Given passage:
In the CFPB’s recent Advance Notice of Proposed Rulemaking, the Bureau posed many questions, including:
- Should the Bureau grant QM status to loans with DTI ratios above a prescribed limit if certain compensating factors are present?
- Should the Bureau replace or supplement the DTI limit with another method (e.g., residual income or another method)?
In these and all other cases the Bureau requested that commenters provide data and analysis to support their views about alternative approaches.
To properly evaluate any alternative approaches such as monetary reserves or residual income, the data series must meet to two keys tests:
- It must be long enough to encompass a complete boom-bust cycle, which means it must extend back to the late 1990s.
- It must represent a comprehensive and representative share of mortgage originations.

Provided material:
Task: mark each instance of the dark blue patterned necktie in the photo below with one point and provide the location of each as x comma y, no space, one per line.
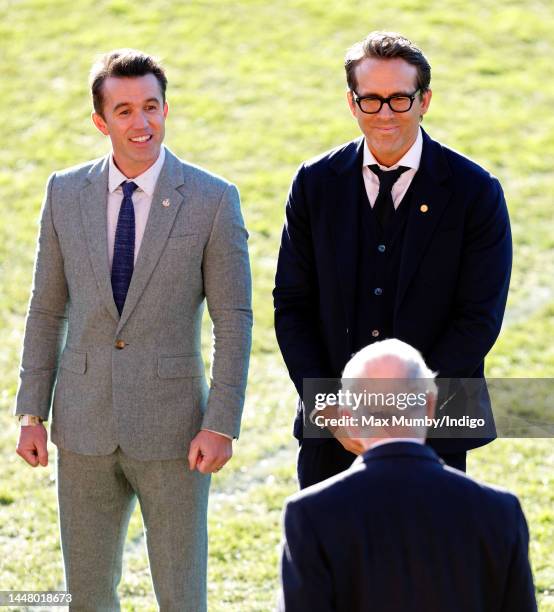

Instructions to follow: Write out, word for word, the part of the passage about the CFPB's rulemaking notice that begins at "- Should the Bureau replace" and stops after "about alternative approaches.".

Full solution:
- Should the Bureau replace or supplement the DTI limit with another method (e.g., residual income or another method)?
In these and all other cases the Bureau requested that commenters provide data and analysis to support their views about alternative approaches.